TASK INSTRUCTIONS » Your copy of the material below should match it exactly, except that it holds no pictures.

GIVEN RECORDS »
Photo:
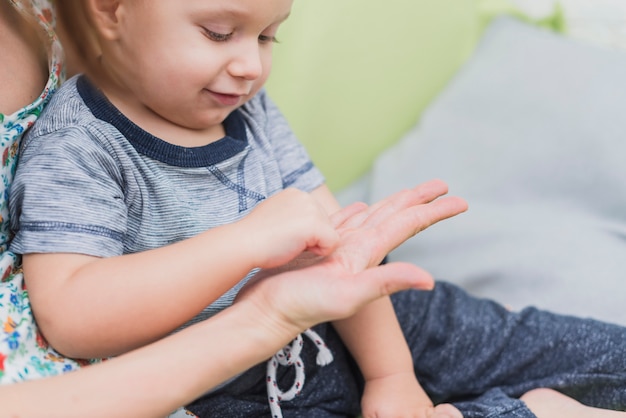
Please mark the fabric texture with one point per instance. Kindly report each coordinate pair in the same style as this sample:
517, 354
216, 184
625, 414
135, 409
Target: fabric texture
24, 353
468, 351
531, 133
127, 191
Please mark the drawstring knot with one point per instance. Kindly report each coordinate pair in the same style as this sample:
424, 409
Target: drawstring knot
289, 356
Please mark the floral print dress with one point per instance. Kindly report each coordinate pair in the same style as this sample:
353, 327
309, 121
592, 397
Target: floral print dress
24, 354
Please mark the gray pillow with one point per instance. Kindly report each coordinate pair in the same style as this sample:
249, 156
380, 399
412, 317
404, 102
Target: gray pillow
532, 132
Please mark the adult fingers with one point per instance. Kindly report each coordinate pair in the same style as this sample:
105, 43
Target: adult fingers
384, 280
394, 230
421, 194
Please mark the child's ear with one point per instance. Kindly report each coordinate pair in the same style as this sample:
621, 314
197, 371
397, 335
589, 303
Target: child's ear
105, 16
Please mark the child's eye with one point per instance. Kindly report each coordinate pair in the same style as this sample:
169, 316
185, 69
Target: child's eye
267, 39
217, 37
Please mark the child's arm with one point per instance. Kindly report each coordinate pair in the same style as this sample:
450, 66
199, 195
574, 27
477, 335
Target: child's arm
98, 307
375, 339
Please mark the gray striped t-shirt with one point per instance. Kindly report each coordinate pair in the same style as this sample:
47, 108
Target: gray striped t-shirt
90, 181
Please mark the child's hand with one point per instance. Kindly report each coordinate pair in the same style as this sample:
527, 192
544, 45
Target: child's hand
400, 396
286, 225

SOLUTION TO THIS TASK »
Photo:
Please mark the fabric texture with one point per instance. Kindly report each coordinate pair in the same style as this sample:
517, 354
216, 184
625, 414
135, 409
Target: fabric texture
24, 353
468, 351
531, 133
127, 191
Please mark the drawstring knot with one point per instance. Kindly report each coordinate pair in the same style as this sample:
424, 409
Target: drawstring knot
289, 356
Please mark the floral print dress with one point per instance. Kindly report each coordinate pair in the same style as this sample:
353, 327
309, 121
592, 397
Target: floral print dress
24, 354
Please mark the gray pillow with one point per instance. Kindly report each coordinate pair in the same style as this sample:
249, 156
380, 399
412, 317
404, 102
Target: gray pillow
532, 132
Please mark the adult fingers with one point per instance. Kindly report each coordinate pair in the same style as this sample:
105, 43
Target: adult fingers
384, 280
394, 230
421, 194
Please mark the child's ear with one point per instance. Kindly report each coordinate pair in the same style as this sample:
621, 314
197, 371
397, 335
589, 303
Target: child's ear
105, 16
Please mark the child's eye with one point per instance. Kindly report each coordinate pair in the same style as this sample:
169, 316
185, 69
Target: child's eye
267, 39
217, 37
Please mark the child's arm with one point per instance. Kindly report each coordinate pair in the same style as this sample:
450, 66
199, 195
574, 27
477, 335
Target: child's arm
98, 307
375, 339
Please mark the gray striped t-shirt with one point per instance. Kindly report each coordinate pair in the same style as this sample:
47, 108
Target: gray striped t-shirt
90, 181
Please mark the child's hand with one point per instance. Kindly report each coordinate pair in the same style as this sample:
527, 192
544, 45
Target: child's hand
400, 396
286, 225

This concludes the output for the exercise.